Try it: From the line with "Locate the beige" through the line with "Locate the brown", inclusive, return each line of the data below exactly and leave the rest out.

(Point localization data)
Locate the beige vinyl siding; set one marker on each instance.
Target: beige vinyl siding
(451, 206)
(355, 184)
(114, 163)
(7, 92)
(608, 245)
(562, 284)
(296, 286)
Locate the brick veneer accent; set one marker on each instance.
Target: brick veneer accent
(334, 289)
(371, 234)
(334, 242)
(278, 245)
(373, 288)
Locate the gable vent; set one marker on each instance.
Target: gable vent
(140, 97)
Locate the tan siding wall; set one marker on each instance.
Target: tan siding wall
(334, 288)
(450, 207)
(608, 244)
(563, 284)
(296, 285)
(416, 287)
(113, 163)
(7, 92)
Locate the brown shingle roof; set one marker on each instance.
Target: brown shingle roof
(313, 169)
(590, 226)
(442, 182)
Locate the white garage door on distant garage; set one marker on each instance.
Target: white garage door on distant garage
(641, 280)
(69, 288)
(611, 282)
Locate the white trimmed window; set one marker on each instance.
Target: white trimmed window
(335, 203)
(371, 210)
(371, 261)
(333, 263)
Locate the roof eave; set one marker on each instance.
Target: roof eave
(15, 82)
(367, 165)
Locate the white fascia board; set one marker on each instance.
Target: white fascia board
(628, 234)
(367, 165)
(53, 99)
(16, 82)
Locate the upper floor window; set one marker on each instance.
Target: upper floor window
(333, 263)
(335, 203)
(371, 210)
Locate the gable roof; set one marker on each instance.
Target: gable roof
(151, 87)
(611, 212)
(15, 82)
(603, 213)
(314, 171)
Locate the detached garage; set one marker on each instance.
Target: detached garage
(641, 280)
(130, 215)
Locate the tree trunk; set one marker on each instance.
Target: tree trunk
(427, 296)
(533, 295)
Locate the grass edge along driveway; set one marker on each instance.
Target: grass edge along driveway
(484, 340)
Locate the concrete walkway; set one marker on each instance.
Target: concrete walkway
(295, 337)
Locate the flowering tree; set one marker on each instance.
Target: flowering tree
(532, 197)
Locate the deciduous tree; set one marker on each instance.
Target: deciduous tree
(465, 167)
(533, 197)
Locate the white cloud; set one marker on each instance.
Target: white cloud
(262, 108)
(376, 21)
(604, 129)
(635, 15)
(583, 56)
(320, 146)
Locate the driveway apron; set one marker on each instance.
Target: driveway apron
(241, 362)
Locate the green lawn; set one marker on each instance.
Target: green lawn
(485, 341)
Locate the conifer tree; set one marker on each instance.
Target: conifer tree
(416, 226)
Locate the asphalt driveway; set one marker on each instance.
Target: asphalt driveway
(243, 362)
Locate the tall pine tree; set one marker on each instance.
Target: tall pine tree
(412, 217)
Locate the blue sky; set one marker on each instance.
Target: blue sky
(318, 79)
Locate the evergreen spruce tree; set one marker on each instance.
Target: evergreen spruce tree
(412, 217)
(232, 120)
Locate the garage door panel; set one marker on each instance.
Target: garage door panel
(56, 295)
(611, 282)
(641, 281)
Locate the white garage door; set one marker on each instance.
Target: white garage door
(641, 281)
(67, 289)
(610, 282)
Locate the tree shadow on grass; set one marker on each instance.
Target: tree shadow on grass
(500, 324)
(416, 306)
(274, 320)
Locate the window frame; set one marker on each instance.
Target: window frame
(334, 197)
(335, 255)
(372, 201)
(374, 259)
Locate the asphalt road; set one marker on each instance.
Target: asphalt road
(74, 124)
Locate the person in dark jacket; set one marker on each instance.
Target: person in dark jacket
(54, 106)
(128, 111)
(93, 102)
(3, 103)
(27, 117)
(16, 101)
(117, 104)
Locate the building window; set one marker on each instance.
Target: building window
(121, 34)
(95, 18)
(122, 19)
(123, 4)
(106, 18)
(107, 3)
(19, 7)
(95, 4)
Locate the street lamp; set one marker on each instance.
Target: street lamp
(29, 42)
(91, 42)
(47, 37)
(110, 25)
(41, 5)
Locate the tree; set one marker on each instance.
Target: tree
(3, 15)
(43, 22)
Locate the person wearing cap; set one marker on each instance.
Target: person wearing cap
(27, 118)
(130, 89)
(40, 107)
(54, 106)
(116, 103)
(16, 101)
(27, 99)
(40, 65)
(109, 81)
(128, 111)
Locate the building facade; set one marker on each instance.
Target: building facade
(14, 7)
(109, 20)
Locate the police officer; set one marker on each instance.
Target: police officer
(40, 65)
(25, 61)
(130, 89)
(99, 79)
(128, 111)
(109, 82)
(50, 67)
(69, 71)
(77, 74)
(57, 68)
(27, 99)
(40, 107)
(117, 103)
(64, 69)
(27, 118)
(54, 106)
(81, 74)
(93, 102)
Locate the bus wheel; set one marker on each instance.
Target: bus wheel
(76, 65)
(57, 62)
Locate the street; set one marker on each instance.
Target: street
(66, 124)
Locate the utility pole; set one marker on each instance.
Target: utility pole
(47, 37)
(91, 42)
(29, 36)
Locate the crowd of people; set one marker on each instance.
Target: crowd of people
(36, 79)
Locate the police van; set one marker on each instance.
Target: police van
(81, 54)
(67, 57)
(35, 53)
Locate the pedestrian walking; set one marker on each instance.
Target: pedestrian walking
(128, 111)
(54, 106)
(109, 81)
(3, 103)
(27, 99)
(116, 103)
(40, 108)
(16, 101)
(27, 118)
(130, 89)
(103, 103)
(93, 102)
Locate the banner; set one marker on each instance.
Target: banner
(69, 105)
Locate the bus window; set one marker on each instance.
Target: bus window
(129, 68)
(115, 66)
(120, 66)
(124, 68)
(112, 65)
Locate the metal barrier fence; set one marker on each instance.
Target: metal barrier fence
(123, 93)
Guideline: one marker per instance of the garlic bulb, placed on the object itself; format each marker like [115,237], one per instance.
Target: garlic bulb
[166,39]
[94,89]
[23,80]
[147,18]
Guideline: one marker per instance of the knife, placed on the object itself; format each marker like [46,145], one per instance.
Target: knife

--

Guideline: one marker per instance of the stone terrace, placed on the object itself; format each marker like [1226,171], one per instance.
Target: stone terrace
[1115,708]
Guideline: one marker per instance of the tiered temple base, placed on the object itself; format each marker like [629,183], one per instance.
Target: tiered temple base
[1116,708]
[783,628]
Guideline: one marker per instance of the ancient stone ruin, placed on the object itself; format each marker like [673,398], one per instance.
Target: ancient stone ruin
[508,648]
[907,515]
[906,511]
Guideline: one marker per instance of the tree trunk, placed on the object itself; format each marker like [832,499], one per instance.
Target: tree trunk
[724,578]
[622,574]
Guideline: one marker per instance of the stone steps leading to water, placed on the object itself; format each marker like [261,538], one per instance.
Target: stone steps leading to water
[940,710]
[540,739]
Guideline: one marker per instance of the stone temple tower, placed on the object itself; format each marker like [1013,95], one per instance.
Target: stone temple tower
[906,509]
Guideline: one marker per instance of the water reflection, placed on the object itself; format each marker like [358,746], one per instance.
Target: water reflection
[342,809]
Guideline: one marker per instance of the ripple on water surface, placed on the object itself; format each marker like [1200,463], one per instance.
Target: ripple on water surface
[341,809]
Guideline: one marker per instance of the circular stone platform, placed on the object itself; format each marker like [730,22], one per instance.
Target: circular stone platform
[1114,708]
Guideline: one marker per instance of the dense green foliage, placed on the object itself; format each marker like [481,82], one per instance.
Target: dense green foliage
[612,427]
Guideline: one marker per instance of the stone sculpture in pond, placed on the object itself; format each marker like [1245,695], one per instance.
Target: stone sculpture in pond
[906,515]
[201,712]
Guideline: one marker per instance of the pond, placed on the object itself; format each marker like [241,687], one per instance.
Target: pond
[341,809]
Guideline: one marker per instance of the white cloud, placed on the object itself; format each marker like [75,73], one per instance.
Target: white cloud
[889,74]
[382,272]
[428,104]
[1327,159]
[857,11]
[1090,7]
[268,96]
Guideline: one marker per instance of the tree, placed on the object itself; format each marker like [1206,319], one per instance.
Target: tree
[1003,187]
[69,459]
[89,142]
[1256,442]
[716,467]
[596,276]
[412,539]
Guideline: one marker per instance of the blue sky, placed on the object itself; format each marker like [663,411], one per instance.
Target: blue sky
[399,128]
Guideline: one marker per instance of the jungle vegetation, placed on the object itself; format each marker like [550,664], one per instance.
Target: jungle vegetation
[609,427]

...

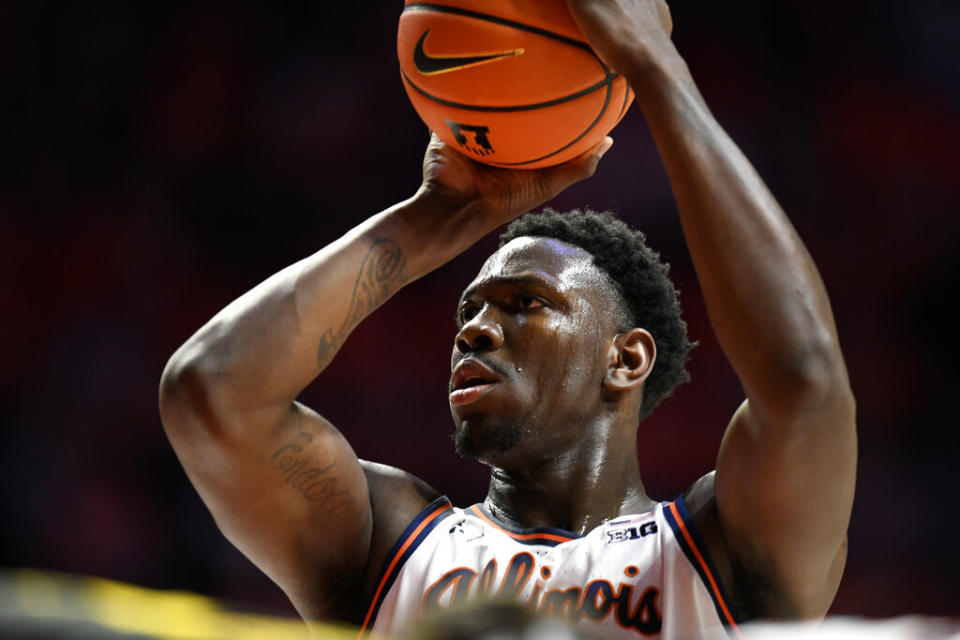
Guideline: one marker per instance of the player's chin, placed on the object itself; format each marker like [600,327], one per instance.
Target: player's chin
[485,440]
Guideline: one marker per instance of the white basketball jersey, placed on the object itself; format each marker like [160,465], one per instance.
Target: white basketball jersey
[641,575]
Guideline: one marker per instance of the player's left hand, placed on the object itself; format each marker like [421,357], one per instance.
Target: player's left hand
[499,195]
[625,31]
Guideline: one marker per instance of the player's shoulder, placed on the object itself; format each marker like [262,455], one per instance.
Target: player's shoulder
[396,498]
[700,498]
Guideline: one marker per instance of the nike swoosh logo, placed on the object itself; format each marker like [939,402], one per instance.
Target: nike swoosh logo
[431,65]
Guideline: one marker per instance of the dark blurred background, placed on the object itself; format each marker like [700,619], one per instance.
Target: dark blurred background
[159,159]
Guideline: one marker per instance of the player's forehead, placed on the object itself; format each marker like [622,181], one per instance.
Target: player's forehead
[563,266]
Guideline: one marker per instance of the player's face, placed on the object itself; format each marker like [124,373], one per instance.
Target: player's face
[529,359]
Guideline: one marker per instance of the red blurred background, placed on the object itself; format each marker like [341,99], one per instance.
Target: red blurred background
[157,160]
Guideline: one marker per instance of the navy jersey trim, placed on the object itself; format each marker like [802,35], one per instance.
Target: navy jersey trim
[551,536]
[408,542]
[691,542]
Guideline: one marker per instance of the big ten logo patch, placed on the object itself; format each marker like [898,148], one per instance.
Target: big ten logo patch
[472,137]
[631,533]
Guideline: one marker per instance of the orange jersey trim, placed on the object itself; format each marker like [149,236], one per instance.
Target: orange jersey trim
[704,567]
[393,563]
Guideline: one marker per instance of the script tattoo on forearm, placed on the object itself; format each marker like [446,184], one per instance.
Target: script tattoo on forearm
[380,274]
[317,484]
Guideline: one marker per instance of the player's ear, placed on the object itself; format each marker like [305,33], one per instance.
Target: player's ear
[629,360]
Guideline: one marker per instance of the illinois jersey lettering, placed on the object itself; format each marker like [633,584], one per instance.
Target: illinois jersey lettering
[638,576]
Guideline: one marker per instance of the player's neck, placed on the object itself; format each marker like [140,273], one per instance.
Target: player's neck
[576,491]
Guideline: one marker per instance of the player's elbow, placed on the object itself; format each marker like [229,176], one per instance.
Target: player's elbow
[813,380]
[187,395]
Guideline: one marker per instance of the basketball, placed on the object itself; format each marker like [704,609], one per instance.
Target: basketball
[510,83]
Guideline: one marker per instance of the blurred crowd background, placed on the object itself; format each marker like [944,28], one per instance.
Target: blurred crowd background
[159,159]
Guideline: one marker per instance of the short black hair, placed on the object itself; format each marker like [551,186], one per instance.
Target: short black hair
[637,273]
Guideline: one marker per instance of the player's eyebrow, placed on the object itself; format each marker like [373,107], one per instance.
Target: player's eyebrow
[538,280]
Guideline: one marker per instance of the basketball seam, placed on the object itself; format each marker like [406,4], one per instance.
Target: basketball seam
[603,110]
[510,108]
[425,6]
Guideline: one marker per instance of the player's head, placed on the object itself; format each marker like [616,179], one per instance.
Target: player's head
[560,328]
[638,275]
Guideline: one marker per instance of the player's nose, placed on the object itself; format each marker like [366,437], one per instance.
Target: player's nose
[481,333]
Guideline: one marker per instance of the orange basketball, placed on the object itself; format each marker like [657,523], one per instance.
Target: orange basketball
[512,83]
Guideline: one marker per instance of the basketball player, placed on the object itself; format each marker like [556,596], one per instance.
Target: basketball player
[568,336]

Result below:
Locate the beige vinyl siding; set one marker on each instance.
Target: beige vinyl siding
(451, 206)
(355, 184)
(114, 163)
(7, 92)
(608, 245)
(562, 284)
(296, 286)
Locate the brick veneer accent; set one marker on each instance.
Target: brick veneer accent
(334, 289)
(371, 234)
(334, 242)
(278, 245)
(373, 288)
Locate the gable vent; set one marker on each instance.
Target: gable vent
(140, 97)
Locate the tan siding wall; set one marker on each instance.
Target: tan siding wall
(334, 288)
(450, 207)
(608, 244)
(563, 284)
(296, 285)
(416, 287)
(113, 163)
(7, 92)
Locate the brown shingle roof; set one marker on each instance.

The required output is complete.